##### Data to examine
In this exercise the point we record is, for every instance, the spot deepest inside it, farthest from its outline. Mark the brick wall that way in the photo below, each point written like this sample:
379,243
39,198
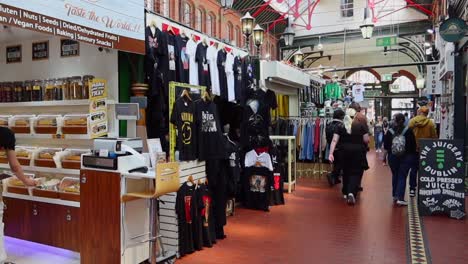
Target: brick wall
223,19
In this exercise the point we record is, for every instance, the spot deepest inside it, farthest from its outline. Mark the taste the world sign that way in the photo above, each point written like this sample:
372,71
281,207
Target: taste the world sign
441,187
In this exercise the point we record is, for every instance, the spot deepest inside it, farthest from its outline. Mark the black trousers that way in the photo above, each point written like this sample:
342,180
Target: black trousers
354,161
217,182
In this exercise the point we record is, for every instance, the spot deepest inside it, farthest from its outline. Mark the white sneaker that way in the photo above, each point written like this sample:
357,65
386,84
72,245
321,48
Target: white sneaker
402,203
351,200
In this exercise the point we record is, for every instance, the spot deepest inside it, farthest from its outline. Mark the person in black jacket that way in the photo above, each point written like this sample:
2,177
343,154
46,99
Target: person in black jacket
400,163
334,176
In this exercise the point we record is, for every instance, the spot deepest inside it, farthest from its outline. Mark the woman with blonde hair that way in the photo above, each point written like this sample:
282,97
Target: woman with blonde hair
353,138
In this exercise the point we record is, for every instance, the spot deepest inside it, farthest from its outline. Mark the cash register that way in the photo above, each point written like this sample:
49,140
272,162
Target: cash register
116,154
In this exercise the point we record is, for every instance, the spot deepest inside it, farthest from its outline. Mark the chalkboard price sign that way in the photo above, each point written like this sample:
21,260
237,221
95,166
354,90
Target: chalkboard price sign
441,185
40,50
69,48
14,54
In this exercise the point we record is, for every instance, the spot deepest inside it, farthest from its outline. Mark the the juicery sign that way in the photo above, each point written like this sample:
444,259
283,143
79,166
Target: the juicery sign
106,23
441,185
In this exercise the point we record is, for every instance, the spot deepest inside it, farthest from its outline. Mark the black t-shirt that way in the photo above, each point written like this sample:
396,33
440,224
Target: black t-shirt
7,139
238,78
221,61
203,69
183,64
183,117
210,137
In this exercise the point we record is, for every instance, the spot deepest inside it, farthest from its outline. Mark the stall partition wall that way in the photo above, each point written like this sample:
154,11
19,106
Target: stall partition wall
102,64
167,213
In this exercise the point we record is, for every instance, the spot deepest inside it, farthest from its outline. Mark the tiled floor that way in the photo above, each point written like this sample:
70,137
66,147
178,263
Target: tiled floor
22,252
316,226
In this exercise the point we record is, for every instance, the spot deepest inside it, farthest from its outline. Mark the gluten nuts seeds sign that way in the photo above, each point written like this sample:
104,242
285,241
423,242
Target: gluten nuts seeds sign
107,23
441,186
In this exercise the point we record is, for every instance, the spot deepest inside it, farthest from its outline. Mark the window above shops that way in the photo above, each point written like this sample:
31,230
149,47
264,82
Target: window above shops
363,77
347,8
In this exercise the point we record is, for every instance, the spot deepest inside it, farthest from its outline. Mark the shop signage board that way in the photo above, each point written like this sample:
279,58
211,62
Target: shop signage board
107,23
175,91
433,84
453,29
13,54
40,50
441,177
372,93
387,77
69,48
386,41
98,108
447,60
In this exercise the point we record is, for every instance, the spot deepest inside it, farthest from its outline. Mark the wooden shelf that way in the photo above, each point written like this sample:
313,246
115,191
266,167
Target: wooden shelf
51,103
41,199
45,170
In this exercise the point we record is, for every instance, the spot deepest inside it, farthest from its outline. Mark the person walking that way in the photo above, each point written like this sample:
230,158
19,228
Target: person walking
334,176
378,134
353,138
7,144
423,128
385,127
401,146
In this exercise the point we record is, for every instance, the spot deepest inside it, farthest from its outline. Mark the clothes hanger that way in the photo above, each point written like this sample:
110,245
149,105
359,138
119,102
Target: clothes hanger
191,180
186,94
206,96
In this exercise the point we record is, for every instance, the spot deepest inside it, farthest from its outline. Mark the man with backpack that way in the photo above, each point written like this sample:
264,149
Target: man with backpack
334,177
423,128
401,146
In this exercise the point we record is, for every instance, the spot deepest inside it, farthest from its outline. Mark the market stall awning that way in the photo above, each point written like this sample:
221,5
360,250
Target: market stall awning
265,15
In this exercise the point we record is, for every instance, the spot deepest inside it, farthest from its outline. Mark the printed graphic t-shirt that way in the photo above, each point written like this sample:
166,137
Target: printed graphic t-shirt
210,137
183,118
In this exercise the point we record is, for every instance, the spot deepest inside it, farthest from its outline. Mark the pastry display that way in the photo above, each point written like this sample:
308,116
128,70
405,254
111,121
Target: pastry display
72,160
47,187
76,124
21,124
45,158
70,189
24,156
46,125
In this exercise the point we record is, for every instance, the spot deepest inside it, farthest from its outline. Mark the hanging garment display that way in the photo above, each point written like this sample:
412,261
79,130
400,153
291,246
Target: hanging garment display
203,70
183,118
221,62
358,93
188,207
257,180
229,68
191,50
206,213
210,137
183,65
212,57
279,173
238,78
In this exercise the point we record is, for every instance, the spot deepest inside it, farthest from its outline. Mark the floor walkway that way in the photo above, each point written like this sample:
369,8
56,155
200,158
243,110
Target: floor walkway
316,226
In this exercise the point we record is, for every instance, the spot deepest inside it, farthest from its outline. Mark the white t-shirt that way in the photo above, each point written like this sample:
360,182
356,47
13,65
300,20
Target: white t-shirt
191,50
264,159
229,67
358,93
212,57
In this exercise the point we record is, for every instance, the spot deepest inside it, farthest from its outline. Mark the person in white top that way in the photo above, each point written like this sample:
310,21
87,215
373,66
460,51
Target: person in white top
191,50
212,57
229,67
264,159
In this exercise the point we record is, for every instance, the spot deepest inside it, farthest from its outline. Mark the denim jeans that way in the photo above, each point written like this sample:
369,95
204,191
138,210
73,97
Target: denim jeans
414,171
400,167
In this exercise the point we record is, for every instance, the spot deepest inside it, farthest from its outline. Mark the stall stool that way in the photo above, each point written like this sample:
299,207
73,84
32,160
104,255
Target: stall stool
166,181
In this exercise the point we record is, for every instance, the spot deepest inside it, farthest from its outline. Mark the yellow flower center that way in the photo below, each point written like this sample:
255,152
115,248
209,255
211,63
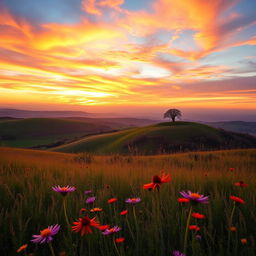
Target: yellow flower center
195,195
45,232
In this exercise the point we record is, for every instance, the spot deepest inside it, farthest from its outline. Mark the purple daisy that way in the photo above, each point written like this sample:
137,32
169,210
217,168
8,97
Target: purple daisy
133,200
90,200
178,253
46,234
87,192
195,197
64,190
110,231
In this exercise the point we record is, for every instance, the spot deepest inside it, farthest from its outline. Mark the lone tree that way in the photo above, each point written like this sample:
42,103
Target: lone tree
172,114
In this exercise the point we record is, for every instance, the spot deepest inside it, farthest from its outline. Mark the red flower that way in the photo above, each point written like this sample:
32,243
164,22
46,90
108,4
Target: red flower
112,200
183,200
194,227
124,212
103,227
237,199
197,215
84,225
157,181
119,240
240,184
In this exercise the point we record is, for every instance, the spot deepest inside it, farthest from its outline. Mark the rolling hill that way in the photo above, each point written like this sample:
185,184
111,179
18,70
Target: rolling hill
45,132
161,138
236,126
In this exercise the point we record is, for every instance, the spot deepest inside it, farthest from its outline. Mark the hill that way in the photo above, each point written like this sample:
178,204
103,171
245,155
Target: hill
45,132
161,138
236,126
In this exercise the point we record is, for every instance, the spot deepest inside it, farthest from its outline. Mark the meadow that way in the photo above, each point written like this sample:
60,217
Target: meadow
157,225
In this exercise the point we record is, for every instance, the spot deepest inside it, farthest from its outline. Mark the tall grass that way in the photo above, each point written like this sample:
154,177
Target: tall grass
155,226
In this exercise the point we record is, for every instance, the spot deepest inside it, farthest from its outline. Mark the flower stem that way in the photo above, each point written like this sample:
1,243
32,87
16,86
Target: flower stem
65,211
186,231
230,224
130,230
51,249
114,242
232,214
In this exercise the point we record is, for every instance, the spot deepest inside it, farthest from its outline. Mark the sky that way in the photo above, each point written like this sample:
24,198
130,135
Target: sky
136,57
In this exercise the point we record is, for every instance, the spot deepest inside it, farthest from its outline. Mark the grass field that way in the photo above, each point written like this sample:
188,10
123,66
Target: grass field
160,138
154,226
35,132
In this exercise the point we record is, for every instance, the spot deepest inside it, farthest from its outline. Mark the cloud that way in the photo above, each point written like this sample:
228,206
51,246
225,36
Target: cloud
95,7
137,57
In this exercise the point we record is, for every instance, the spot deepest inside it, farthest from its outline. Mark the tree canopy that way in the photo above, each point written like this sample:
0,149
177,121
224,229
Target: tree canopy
172,114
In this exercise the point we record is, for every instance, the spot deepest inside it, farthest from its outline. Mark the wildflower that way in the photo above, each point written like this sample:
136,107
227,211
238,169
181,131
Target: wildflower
82,210
90,200
198,237
197,215
46,234
243,240
112,200
195,197
124,212
133,200
119,240
194,227
232,229
237,199
103,227
183,200
64,190
157,181
240,184
22,248
84,225
178,253
96,210
110,231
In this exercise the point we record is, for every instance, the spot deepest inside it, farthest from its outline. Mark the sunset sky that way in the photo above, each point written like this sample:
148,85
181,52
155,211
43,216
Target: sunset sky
133,56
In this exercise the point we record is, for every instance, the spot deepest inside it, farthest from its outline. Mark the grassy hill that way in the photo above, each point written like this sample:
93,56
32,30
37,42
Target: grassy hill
236,126
44,132
29,204
161,138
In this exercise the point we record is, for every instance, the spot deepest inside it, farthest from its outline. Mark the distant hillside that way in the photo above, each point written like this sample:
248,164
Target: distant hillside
161,138
45,132
236,126
117,123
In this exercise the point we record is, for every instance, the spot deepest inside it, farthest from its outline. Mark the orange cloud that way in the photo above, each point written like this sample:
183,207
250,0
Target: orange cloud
95,63
94,6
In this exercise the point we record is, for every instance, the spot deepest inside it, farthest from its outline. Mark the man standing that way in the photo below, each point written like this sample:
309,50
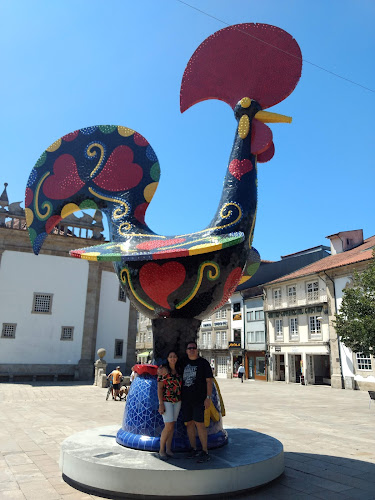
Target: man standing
196,398
241,372
115,376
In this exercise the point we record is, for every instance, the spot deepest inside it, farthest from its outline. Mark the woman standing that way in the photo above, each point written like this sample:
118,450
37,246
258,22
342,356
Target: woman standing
169,394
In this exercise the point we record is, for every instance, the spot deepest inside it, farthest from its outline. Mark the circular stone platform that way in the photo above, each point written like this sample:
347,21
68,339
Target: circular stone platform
93,462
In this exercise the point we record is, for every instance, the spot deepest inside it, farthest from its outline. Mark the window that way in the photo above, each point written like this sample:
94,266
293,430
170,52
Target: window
##########
◆ **Work to be completed**: Whenever "below" occurs in a line above, copy that line.

◆ **Result of this exercise**:
In this exercise the point we record is, for every instance, the spot deepest inside it, farthest from its outline. Mark the brick wall that way in the photo below, each point written like this sample:
In this exercise the point we record is, for every instance, the spot deepest inside it, farthest from its outline. Mark the yellow flower center that way in the photo below, each point written like this sample:
In this exercise the point we record is, for every instance, the spot deepest inside it, farthest from its outline. Mark the man standing that way in the photo below, each point written like this sample:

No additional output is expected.